_Exercise instructions_. In the listing below, find the line containing "point: the face, center" and the line containing "point: the ear, center". Repeat exactly those two lines and every line between them, nothing more.

### Material to process ###

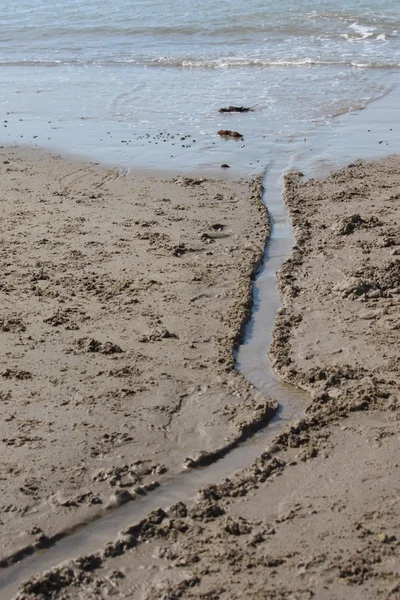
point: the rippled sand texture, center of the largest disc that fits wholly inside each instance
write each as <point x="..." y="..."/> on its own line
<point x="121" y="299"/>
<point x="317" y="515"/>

###
### Material to process ###

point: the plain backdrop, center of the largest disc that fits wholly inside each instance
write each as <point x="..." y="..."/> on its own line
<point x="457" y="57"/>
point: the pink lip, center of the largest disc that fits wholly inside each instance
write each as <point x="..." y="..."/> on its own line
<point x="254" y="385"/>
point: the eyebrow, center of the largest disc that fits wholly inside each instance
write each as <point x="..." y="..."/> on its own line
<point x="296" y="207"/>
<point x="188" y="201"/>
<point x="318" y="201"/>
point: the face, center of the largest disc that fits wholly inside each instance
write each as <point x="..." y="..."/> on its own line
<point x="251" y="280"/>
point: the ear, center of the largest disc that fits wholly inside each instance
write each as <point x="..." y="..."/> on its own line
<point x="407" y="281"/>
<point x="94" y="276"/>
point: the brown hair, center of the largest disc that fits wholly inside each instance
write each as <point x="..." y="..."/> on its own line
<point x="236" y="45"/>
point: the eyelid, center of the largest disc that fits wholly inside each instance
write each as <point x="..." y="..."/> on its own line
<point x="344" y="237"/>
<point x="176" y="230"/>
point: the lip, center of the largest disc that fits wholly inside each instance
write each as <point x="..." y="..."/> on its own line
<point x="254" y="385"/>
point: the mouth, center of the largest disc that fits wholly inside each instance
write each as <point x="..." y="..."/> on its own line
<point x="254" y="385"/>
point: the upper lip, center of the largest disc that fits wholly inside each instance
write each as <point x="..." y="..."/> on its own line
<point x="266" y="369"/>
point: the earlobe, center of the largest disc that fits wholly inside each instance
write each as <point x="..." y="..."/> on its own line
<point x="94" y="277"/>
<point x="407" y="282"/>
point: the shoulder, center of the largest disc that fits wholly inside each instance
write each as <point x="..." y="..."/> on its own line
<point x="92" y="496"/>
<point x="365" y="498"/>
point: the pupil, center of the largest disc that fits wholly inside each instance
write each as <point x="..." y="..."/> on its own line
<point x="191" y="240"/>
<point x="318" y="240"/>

###
### Material to process ###

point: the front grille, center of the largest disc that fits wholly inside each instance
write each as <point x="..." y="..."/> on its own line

###

_Solution for this exercise_.
point: the face, center of the largest disc that fits wholly inside each instance
write each as <point x="..." y="..."/> on its own line
<point x="251" y="280"/>
point: the ear, center of the largest disc that fits wholly inside each instance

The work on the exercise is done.